I also used few other callback functions like, ModelCheckpoint, CSVLogger, ReduceLROnPlateau. ModelCheckpoint was used to save the model checkpoints after epochs so that, if training crashes we can load from the saved weights. I've used the save model weights from here to do the predictions later. CSVLogger is only used to log the various statistics after each metric in an csv file.
ReduceLROnPlateau is another helpful function which reduces the learning rate, in our case the learning rate of Adam optimizer when the model has stopped improving. When model trains, with a permanent large learning rate, the model's performance will bounce around the minimum most likely always overshooting it. So reducing it can help the model reach better minimum, however this is also a hyperparameter, since the plateau parameters had to be tuned.
-
Data augmentation is used to increase the amount of data or add variation to the data by adding slightly modified copies of already existing data. We came to know while learning UNET that data augmentation can be used to increase the number of training data, and also these augmentations can make the trained model more robust to changes in real world data. So I used 2 augmentations i.e., zoom and horizontal flip of images using ImageDataGenerator from Keras.

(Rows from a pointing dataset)

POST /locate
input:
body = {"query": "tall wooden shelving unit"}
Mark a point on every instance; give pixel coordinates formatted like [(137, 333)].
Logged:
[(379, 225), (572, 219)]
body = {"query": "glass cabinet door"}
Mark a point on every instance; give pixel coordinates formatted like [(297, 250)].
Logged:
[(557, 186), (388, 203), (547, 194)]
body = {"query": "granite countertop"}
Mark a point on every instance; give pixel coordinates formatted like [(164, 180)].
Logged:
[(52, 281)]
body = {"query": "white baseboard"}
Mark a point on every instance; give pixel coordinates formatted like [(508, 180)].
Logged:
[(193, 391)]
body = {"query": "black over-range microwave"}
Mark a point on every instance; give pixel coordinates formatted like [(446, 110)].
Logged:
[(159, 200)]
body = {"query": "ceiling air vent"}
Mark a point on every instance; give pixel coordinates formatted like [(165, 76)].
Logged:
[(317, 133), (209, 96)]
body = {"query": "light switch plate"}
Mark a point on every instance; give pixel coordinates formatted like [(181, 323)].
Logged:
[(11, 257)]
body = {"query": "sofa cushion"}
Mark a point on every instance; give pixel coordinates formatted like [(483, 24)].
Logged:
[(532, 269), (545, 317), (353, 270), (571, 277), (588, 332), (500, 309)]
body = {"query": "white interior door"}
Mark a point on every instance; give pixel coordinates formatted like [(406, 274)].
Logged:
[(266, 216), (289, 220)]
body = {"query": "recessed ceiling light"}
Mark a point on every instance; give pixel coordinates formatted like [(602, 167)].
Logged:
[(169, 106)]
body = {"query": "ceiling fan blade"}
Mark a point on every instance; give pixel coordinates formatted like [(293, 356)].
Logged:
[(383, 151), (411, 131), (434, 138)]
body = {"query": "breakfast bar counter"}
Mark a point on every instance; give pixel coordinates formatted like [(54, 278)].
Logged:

• **WHAT YOU WILL DO**
A. According to the training notes, which two image augmentations were applied, and with what tool?
B. Translate this sentence from the training notes into Spanish: "Data augmentation is used to increase the amount of data or add variation to the data by adding slightly modified copies of already existing data."

• **SET OF ANSWERS**
A. Zoom and horizontal flip, using ImageDataGenerator from Keras.

B. El aumento de datos se utiliza para incrementar la cantidad de datos o añadir variación a los datos agregando copias ligeramente modificadas de datos ya existentes.